# RECORDS FOR PROCESSING:
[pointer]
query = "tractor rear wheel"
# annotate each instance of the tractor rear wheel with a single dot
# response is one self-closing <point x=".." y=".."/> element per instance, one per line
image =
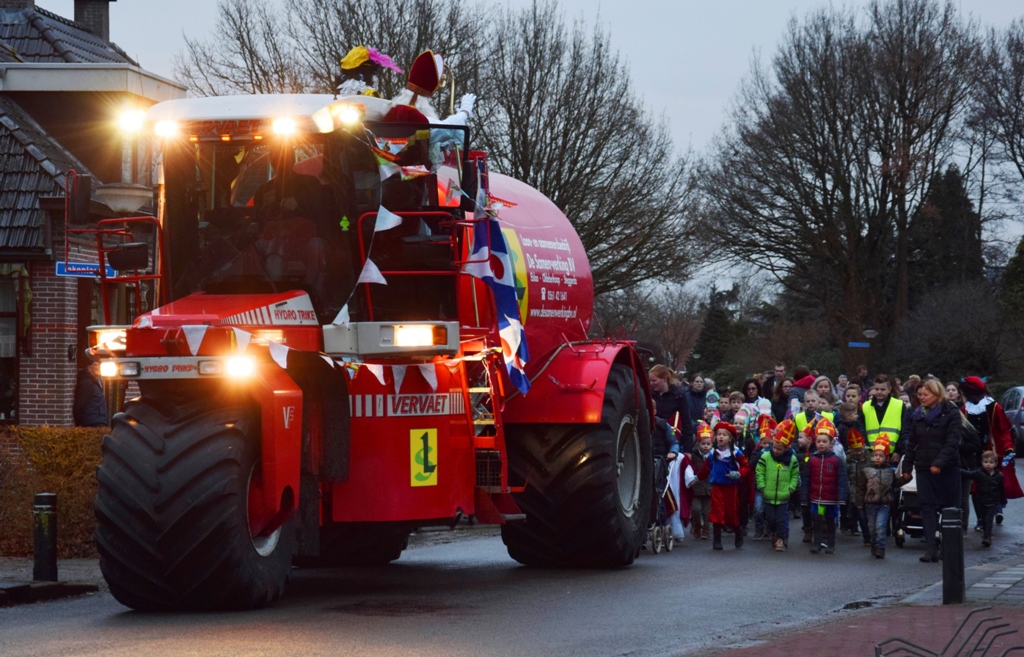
<point x="588" y="486"/>
<point x="178" y="482"/>
<point x="358" y="544"/>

# DIRECTIONS:
Can you format every line of the data above as a JSON list of strings, one string per line, with blank lines skipped? Leave the picture out.

# WORKED SOLUTION:
[
  "[pointer]",
  "query = \"tractor rear wheel\"",
  "# annotate each instance of the tractor rear wheel with a single dot",
  "# response is one self-closing <point x=\"..\" y=\"..\"/> element per instance, one per line",
  "image =",
  "<point x=\"588\" y=\"486\"/>",
  "<point x=\"178\" y=\"482\"/>",
  "<point x=\"358\" y=\"544\"/>"
]